--- Start Extracted data ---

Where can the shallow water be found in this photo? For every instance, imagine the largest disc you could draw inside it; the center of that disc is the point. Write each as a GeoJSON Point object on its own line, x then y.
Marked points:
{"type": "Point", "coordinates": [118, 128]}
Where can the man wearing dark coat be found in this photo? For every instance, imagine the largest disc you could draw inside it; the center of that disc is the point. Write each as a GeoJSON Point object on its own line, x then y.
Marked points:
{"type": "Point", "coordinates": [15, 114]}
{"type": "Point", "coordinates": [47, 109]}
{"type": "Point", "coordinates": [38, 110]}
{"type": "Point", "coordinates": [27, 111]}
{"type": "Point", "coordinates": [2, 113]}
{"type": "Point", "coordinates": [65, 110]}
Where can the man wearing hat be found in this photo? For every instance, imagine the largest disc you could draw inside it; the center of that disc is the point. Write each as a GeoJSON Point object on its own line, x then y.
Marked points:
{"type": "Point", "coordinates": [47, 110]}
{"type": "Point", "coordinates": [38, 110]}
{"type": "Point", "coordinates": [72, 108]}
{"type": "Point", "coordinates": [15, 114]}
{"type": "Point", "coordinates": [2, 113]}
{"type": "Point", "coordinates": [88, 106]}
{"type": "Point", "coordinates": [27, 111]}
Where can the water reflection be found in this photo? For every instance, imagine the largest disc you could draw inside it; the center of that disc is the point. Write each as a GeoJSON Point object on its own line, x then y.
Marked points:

--- End Extracted data ---

• Written problem:
Put every line of the material above into a JSON list of strings, one string per line, leaving out any blank lines.

• Full answer:
[
  "Where can the shallow water be found in this photo? For every instance, imagine the largest disc you could draw inside it; the center of that disc is the point. Write each as a GeoJSON Point object on its own line, x then y.",
  "Marked points:",
  "{\"type\": \"Point\", \"coordinates\": [118, 128]}",
  "Where can the man wearing dark coat be found in this photo? For every instance, imagine the largest disc you could draw inside it; the center of that disc is the point. Write each as a GeoJSON Point object on its own line, x then y.",
  "Marked points:",
  "{\"type\": \"Point\", \"coordinates\": [15, 114]}",
  "{\"type\": \"Point\", \"coordinates\": [47, 109]}",
  "{\"type\": \"Point\", \"coordinates\": [38, 110]}",
  "{\"type\": \"Point\", \"coordinates\": [27, 111]}",
  "{\"type\": \"Point\", \"coordinates\": [2, 113]}",
  "{\"type\": \"Point\", \"coordinates\": [65, 110]}",
  "Where can the man wearing hat be found in this photo? For every instance, imagine the largest disc you could draw inside it; the center of that disc is the point. Write each as a GeoJSON Point object on its own line, x then y.",
  "Marked points:",
  "{\"type\": \"Point\", \"coordinates\": [47, 110]}",
  "{\"type\": \"Point\", \"coordinates\": [38, 110]}",
  "{\"type\": \"Point\", \"coordinates\": [72, 108]}",
  "{\"type\": \"Point\", \"coordinates\": [15, 114]}",
  "{\"type\": \"Point\", \"coordinates\": [2, 113]}",
  "{\"type\": \"Point\", \"coordinates\": [88, 106]}",
  "{\"type\": \"Point\", \"coordinates\": [27, 111]}",
  "Where can the water reflection be found in this photo? For every instance, imagine the largest disc you could draw inside it; the center of that disc is the point. Write each as a GeoJSON Point object on its own line, x then y.",
  "Marked points:"
]